TEXT SEGMENT:
--*--
In North America, as well as many other parts of the world, hydroelectric plant rehabilitation is a major and important business. The long-lasting legacy of hydropower naturally means facilities will need significant operations and maintenance work and periodic repair or replacement of components. For all who are planning such work, learning lessons from others who are “in the trenches” is invaluable. This article provides some insights into work being performed, along with lessons learned and best practices to employ.

In the first part of this article, two major hydroelectric owners in North America discuss the “big business” of hydroelectric plant rehabilitation. These excerpts are taken from the transcript of the September 2022 HYDRO+ free virtual training session: Learning from Rehabilitation Case Studies. It is available to watch on demand at any time for more information and a more thorough discussion of the subject.

David Rowland, senior project manager, hydro generation projects with the Tennessee Valley Authority in the U.S., plays a key role in developing TVA’s Hydro Life Extension program, or HLE. TVA has completed 75 projects, ranging from $100,000 to $40 million. Rowland is managing seven major HLE projects, with a portfolio of more than $225 million.

TVA has 109 conventional hydro units and four large pump-turbines with total installed capacity of 5,600 MW. The fleet produces $1 billion to $1.1 billion a year in revenue. TVA has a rich history in turbine and generator rehab on its fleet, dating to around 1990. TVA started a program called the H mod, and from 1990 until today, has completed 70 hydro unit rehabs.

TVA is now starting to go back to some of those Kaplan units that were completed in the early 1990s. From 1990 to about the 2010 timeframe, TVA had pretty decent investment in the program, but there was a lull in investments from 2010 to 2017. Since 2017, TVA has been trying to ramp back up.

Along that timeframe, availability of the fleet was continuing to decline, by about 1% a year. So personnel made a strong push to management over the past two to three years to ramp up the investment level.

Starting in the fall of 2021, TVA began the new, focused HLE program. It’s still the same work TVA has always done, as far as turbine and generator and power train replacement, but there is a renewed focus and investment levels are going back up. TVA is targeting about a 10% per year re-investment rate, which is over $100 million. Rowland said in his opinion, 10% re-investment rate is what utilities should be doing on average yearly in perpetuity.

Over the past five or six years, the setup was diced into many different, smaller projects to prioritize the funding. It’s a very inefficient approach to do an entire unit at a time.

In the new HLE program, TVA is focusing on selecting projects. The priority of units is a really big deal. Where do you invest in the most efficient way? TVA has a hybrid approach of looking at the value of the unit on megawatt-hour and revenue bases, and any ancillary services it provides or flood control factor in a little bit. Then TVA looked at the age of the turbines and generators and factored in their asset health scores.
--*--
MATERIAL:
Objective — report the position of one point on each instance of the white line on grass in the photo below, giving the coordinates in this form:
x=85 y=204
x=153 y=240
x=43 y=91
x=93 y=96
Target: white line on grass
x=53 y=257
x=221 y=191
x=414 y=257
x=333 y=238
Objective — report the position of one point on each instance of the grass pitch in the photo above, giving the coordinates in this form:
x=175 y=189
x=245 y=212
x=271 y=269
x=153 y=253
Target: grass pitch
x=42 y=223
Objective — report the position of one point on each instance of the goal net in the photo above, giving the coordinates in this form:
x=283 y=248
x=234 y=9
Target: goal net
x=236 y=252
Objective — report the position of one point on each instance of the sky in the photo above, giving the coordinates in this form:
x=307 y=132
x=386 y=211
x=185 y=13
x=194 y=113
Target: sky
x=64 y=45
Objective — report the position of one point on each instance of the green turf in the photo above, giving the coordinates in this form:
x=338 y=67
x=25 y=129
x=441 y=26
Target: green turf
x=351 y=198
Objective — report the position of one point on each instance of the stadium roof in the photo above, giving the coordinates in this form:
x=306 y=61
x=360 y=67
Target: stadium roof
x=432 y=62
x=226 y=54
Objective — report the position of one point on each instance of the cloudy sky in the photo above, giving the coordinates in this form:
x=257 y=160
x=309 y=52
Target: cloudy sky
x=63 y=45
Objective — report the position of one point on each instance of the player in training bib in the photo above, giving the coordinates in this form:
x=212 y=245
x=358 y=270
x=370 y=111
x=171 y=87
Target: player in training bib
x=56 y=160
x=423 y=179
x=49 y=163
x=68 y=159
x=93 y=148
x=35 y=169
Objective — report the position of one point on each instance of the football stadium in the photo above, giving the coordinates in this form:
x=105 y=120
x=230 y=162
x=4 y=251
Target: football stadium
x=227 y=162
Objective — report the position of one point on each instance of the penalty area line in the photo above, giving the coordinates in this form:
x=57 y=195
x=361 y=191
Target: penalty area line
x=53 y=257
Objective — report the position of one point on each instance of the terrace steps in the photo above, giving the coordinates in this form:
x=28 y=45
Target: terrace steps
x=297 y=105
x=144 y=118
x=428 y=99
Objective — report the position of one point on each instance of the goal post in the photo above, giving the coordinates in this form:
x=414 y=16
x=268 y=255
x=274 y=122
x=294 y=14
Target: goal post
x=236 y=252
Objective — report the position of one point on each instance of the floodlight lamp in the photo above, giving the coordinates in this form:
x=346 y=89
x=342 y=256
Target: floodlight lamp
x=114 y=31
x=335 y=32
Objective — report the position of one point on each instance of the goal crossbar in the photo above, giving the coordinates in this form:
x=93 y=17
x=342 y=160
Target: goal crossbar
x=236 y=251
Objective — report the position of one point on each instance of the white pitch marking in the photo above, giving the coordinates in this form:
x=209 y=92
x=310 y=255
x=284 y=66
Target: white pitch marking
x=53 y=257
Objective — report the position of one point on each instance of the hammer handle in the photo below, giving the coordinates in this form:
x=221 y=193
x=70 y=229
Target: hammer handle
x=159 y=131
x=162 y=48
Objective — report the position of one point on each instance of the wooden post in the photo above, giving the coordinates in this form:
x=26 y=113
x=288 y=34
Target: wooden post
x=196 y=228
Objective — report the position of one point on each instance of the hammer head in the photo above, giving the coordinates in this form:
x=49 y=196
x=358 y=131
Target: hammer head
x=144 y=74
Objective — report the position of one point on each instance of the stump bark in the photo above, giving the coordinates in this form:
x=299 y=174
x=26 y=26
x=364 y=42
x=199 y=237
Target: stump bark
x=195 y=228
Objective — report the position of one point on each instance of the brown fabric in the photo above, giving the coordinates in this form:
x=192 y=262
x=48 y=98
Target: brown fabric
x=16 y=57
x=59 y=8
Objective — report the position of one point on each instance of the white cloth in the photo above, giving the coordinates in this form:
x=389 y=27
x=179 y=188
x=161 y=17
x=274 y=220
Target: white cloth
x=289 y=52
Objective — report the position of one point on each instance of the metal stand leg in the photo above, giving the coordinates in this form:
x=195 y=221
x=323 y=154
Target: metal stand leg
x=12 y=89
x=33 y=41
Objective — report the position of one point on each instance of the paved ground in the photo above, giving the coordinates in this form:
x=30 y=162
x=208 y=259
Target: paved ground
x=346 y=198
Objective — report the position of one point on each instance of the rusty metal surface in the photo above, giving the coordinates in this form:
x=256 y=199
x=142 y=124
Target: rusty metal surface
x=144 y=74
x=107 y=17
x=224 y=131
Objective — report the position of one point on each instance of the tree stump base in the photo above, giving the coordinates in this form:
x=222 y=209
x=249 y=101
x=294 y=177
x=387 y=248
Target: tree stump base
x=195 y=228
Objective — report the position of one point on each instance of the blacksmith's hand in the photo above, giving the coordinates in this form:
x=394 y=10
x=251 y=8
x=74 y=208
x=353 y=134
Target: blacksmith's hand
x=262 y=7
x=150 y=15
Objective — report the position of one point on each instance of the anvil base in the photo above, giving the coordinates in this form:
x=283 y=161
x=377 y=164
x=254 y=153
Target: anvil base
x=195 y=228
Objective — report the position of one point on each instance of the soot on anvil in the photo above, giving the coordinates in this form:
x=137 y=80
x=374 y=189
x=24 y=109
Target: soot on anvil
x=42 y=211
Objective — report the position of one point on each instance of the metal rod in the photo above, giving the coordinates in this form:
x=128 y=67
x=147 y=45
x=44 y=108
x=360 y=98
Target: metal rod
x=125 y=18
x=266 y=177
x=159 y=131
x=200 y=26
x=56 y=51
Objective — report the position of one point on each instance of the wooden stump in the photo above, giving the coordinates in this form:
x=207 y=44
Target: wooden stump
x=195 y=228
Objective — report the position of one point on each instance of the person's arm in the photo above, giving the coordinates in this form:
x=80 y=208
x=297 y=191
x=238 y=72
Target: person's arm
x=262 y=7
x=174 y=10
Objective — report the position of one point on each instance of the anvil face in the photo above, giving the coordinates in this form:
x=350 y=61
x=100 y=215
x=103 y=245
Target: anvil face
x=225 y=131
--*--
In the hydro rehabilitation article, what yearly re-investment rate is TVA targeting under its new HLE program?

About 10% per year, which is over $100 million.